[Image boundary labeling records]
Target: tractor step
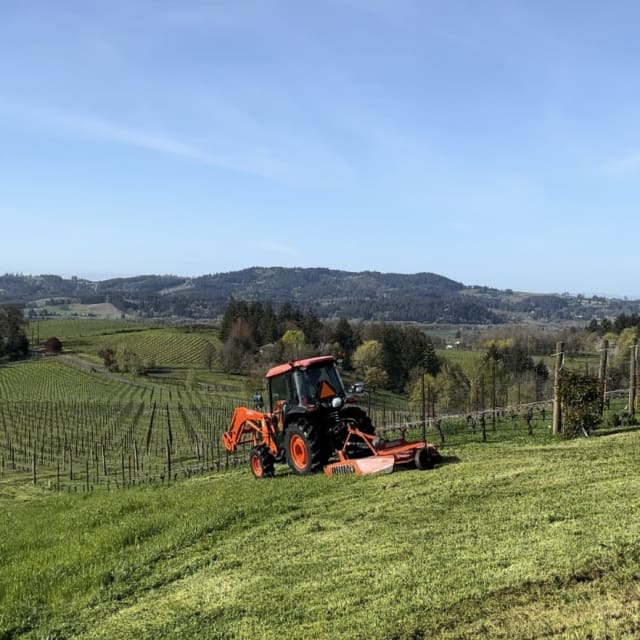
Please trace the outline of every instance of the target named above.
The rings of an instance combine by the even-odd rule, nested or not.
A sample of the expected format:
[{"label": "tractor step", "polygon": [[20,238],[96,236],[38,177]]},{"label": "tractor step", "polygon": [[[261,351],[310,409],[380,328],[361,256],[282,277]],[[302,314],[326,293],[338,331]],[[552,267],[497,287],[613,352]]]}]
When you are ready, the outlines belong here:
[{"label": "tractor step", "polygon": [[334,462],[324,468],[328,476],[343,475],[371,475],[374,473],[391,473],[394,459],[392,456],[371,456],[369,458],[356,458],[344,462]]}]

What the task asks:
Rewrite every line of the records above, requests included, but omit the pictures. Offset each coordinate in the answer outlines by -131.

The output:
Target: tractor step
Please trace the outline of every instance of the target named above.
The rings of an instance combine by the even-odd rule, nested or not.
A sample of the expected format:
[{"label": "tractor step", "polygon": [[20,238],[96,236],[38,177]]},{"label": "tractor step", "polygon": [[[261,351],[310,409],[380,328],[361,256],[282,277]],[[302,314],[326,293],[338,331]],[[552,267],[497,287],[613,352]]]}]
When you are ready, the outlines belong here:
[{"label": "tractor step", "polygon": [[203,331],[193,337],[197,345],[212,344],[240,344],[243,342],[260,342],[263,328],[261,325],[240,325],[238,327],[225,327],[213,331]]}]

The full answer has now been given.